- What is expected -
Copy every line of the entries below, including each entry's wording and the sample points shown in it. Add 92 to each coordinate in the answers only, and leave out the pictures.

- Given data -
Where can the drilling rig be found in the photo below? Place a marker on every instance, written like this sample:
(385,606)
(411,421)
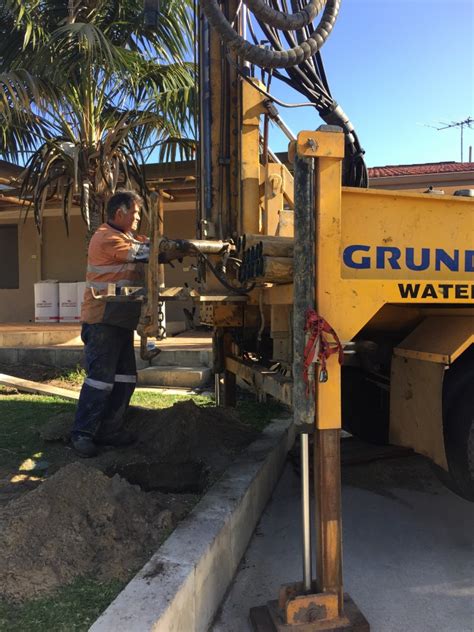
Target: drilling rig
(351,305)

- Output of the exercise -
Where can the drilling rig be found in the photo below? Place a marker on every instance, written like this sample:
(385,606)
(411,421)
Target: drilling rig
(443,397)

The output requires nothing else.